* **About this exercise**
Instruction for the data below: set down exactly the lines from the line with "If you would be willing to indicate the black spoon" to the line with "If you would be willing to indicate the stacked", inclusive, and no others.

* **Data to use**

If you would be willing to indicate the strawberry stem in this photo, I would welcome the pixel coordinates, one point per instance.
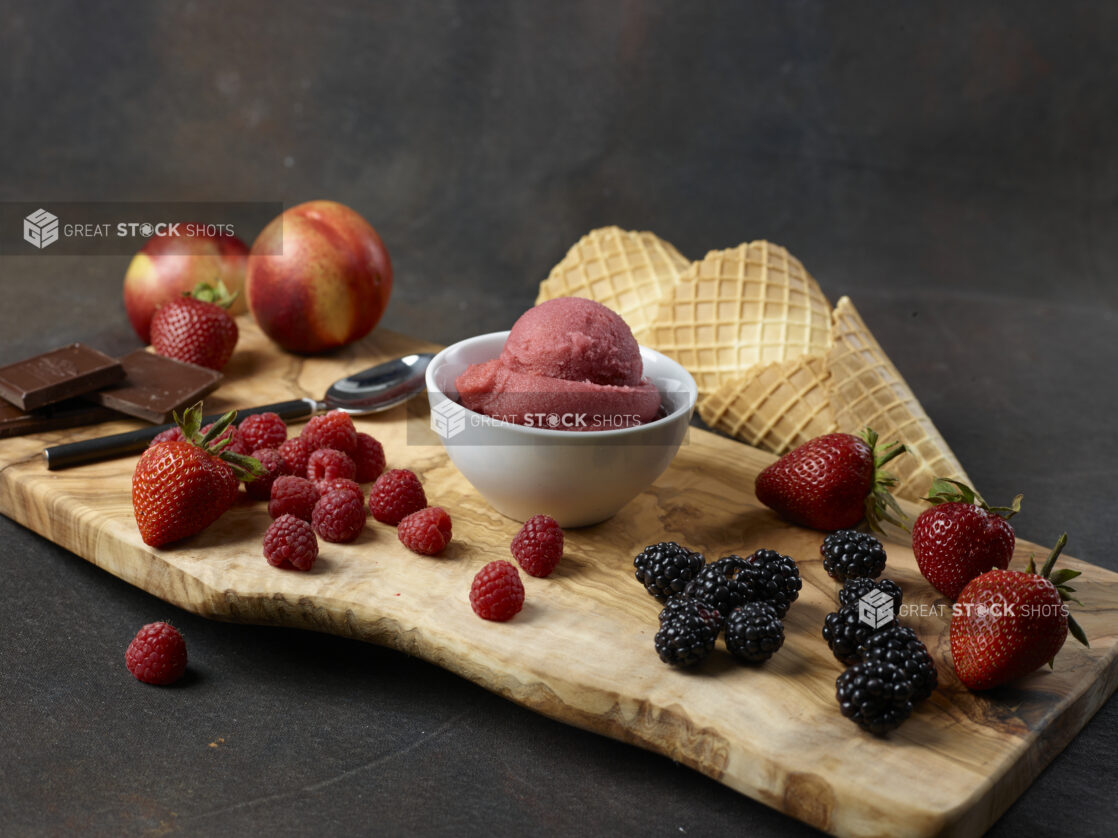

* * *

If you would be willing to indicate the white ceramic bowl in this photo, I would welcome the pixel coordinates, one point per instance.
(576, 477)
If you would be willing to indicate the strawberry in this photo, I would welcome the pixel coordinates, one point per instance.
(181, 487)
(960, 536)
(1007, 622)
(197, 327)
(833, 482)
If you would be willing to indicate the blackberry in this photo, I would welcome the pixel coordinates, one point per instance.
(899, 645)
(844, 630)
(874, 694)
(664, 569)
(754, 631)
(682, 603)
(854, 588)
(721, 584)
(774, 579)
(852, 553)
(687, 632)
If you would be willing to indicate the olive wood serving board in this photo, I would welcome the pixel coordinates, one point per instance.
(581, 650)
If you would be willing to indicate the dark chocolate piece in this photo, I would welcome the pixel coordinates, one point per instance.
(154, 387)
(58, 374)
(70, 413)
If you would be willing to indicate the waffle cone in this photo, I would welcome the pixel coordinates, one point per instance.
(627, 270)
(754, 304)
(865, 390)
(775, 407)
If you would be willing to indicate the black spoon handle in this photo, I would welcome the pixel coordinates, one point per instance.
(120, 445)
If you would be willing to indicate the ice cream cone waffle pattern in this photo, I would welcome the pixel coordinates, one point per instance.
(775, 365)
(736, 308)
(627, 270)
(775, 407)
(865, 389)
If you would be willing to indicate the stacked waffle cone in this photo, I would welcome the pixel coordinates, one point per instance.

* * *

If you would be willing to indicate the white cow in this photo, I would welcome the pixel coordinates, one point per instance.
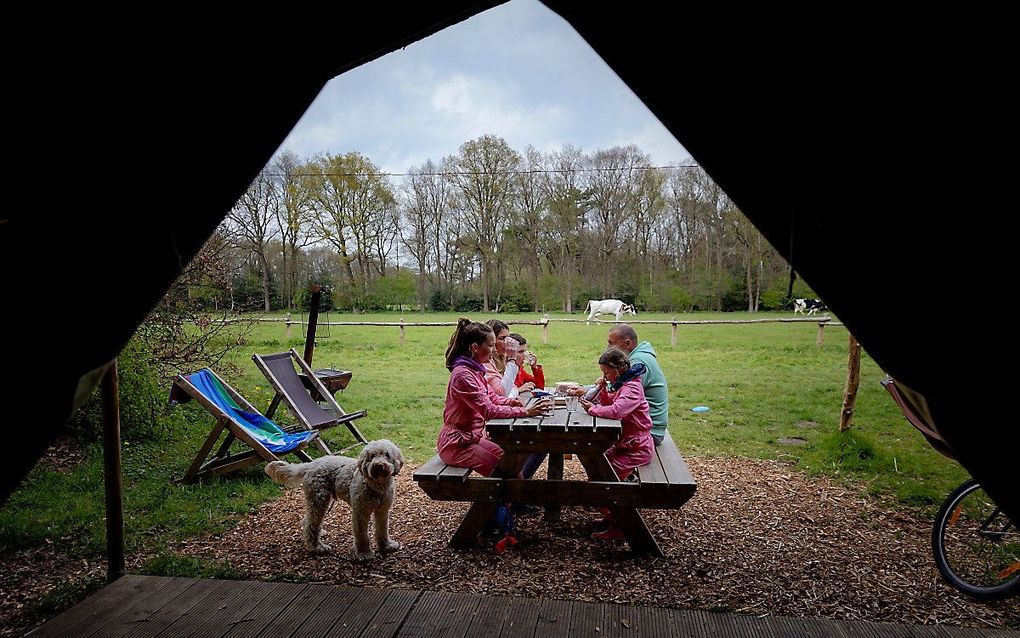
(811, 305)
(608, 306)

* **Answer to this exercise**
If you would be willing to indicate the black spoon handle in this photo, I would welcome the pixel coordinates, one point per instance.
(120, 445)
If you would be willing to indicate the ice cream cone waffle pattern in this photo, I would welcome the pixel coordinates, one point per instance.
(775, 365)
(736, 308)
(627, 270)
(775, 407)
(865, 389)
If you would be willing to indicate the stacked waffle cone in this photo, I would welcome the pixel coordinates, one point per instance.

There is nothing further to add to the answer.